■ Consigne
Pour chacune des affirmations suivantes, dites si elle concorde avec le texte sur les bonnes résolutions en répondant par oui ou par non, puis citez mot pour mot le passage qui tranche. (a) Un homme résolu y est présenté comme un grand trésor. (b) Le texte recommande de se décider au plus vite dans toutes les situations. (c) Les bonnes résolutions tirées de notre propre fonds puis aussitôt abandonnées émoussent la volonté.

■ Texte fourni
Une autre habitude, qui nous est aussi nécessaire que celle du travail, c'est l'habitude des bonnes déterminations. Un homme résolu est un grand trésor ; mais il n'est pas donné à tout le monde de prendre une résolution. Je sais bien qu'il y a des situations où il est difficile de prendre un parti, et où il y aurait même témérité à se décider trop vite ; mais je ne parle ici que des cas ordinaires de la vie. Vous savez que c'est la volonté de Dieu qui doit déterminer la nôtre ; notre vie ne devient ferme et joyeuse, que lorsque nous entrons dans le plan de Dieu et que nous suivons ses appels. Plus nos déterminations se font attendre, plus nous avons à souffrir ; mais quand notre volonté est gagnée, toutes choses sont à nous. Dieu ne demande jamais que ce qu'il donne. Si Abraham a pu quitter son pays natal, aller au-devant d'un avenir voilé, porter le couteau sur Isaac ; si l'impossible lui est devenu possible, c'est qu'il avait été rendu capable de se déterminer pour Dieu. Soyez un homme d'action, au lieu d'être un homme indécis ou un temporiseur. La voie de l'Éternel est la force de l'homme intègre ; le premier pas est déjà la moitié du chemin.

Mais il faut que nos déterminations soient des impulsions divines, autrement elles ne seront bientôt que de simples velléités. Rien n'émousse autant la volonté que les bonnes résolutions que nous tirons de notre propre fonds et que nous abandonnons aussitôt après. Il y a des hommes qui veulent toujours et qui ont toujours voulu, mais avec leurs résolutions ils en sont toujours au point de départ. Ils ont des élans, des efforts, mais ces enfants de leur volonté ne viennent que jusqu'au terme de leur naissance : arrivés là, il n'y a point de force pour enfanter. Ce sont des exercices, si l'on veut, mais des exercices en pure perte ; ces partis pris, ces déterminations arrêtées ne sont plus guère, à la longue, que des façons de parler, qui ne servent qu'à user la conscience.
Pendant ce temps, la vie s'écoule, on n'avance pas dans le bien, on s'endurcit par conséquent dans le mal. D'où vient ce fâcheux état ? De ce qu'on n'est point allé à la source. La piété qui inspire le travail est aussi ce qui donne de la fermeté à nos résolutions. Vous donc qui voulez toujours, mais qui n'exécutez pas ce que vous voulez, cherchez à avoir de la piété, avant de prendre des résolutions pieuses : vous la trouverez dans l'amour de Dieu. Donnez-lui votre coeur, et il vous donnera des résolutions durables. Quand Dieu vous possédera vous-même, votre volonté et vos oeuvres seront aussi à lui. Jusque-là vos élans ne vous soulèveront pas au-dessus de la terre ; vous ressemblez à un aigle qui veut s'élancer vers le soleil, mais qui retombe lourdement parce qu'on lui a lié les ailes.

■ Lignes de données
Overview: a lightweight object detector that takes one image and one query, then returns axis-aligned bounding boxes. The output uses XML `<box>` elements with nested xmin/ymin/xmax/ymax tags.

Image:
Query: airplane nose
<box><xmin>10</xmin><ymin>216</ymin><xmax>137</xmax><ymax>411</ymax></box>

■ Réponse complète
(a) Oui : « Un homme résolu est un grand trésor »
(b) Non : « il y a des situations où il est difficile de prendre un parti, et où il y aurait même témérité à se décider trop vite »
(c) Oui : « Rien n'émousse autant la volonté que les bonnes résolutions que nous tirons de notre propre fonds et que nous abandonnons aussitôt après. »